● SELEÇÃO

-=-=-=-=-

Um filme maravilhoso com mensagens maravilhosas.

Já se passaram mais de 150 anos desde a primeira publicação de “Little Women”, da escritora Louisa May Alcott, mas o terceiro trabalho de direção da jovem cineasta Greta Gerwig demonstrou como a obra continua sendo relevante. Apesar das metas elevadas, a diretora de Lady Bird: A Hora de Voar não exagerou ou tornou maçante seu olhar afetuoso sobre as irmãs March, que sempre foram estilizadas como versões diferentes da evolução da feminilidade, mesmo no meio do século XIX. Em vez disso, sua adaptação olha para as adoráveis mulheres através de técnicas ambiciosas de narração, que modernizam a história atemporal do livro de maneiras inesperadas.

Porém, os fãs da obra original (e da adaptação de 1994, por Gillian Armstrong) não precisam se preocupar com as implicações contemporâneas do filme de Gerwig. Apesar de ser consumido por questões sobre ambição, economia e o papel de uma mulher no mundo, Adoráveis Mulheres é claramente o trabalho de alguém mergulhada em carinho pela obra original, e profundamente ciente que as preocupações dos Alcott e das irmãs March (amplamente baseada na família da autora) nunca foram resolvidas, independente do tempo.

Em resumo: é a mesma história que durou por séculos, recebendo uma nova vida com um conceito original de narrativa, e um nível de “modelagem” que é absolutamente impressionante.

-=-=-=-=-

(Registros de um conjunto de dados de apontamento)
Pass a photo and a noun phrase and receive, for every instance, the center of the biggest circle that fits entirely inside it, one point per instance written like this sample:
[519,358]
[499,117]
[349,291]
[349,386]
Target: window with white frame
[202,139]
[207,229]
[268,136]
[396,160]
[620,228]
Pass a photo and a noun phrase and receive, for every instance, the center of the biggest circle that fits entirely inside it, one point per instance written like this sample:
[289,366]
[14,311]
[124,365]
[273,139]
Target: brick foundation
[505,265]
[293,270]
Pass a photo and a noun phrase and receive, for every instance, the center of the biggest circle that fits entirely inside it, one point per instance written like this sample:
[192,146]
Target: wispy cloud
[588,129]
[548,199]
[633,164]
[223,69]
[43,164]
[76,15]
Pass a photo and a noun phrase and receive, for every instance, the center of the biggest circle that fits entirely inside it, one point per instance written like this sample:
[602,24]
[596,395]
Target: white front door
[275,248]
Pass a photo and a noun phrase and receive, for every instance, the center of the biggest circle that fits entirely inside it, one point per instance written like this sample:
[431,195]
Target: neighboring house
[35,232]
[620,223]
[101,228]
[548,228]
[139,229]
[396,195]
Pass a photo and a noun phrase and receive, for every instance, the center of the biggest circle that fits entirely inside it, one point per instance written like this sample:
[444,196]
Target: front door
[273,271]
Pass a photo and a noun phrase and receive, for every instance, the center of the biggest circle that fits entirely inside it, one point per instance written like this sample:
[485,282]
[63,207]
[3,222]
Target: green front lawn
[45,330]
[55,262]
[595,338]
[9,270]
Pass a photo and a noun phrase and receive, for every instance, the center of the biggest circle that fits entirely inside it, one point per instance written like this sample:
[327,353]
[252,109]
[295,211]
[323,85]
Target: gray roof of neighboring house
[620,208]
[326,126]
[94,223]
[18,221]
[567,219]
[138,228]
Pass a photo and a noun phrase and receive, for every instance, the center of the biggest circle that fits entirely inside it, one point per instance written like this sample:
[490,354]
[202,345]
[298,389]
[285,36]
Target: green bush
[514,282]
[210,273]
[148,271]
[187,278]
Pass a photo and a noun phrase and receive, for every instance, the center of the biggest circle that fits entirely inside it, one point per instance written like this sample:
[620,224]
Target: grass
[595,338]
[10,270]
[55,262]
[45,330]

-=-=-=-=-

● INSTRUÇÕES DA TAREFA
Altere a crítica de Adoráveis Mulheres, de "Porém, os fãs" até "independente do tempo.", inclusive, trocando "carinho" por "afeto".

● SOLUÇÃO DO EXERCÍCIO
Porém, os fãs da obra original (e da adaptação de 1994, por Gillian Armstrong) não precisam se preocupar com as implicações contemporâneas do filme de Gerwig. Apesar de ser consumido por questões sobre ambição, economia e o papel de uma mulher no mundo, Adoráveis Mulheres é claramente o trabalho de alguém mergulhada em afeto pela obra original, e profundamente ciente que as preocupações dos Alcott e das irmãs March (amplamente baseada na família da autora) nunca foram resolvidas, independente do tempo.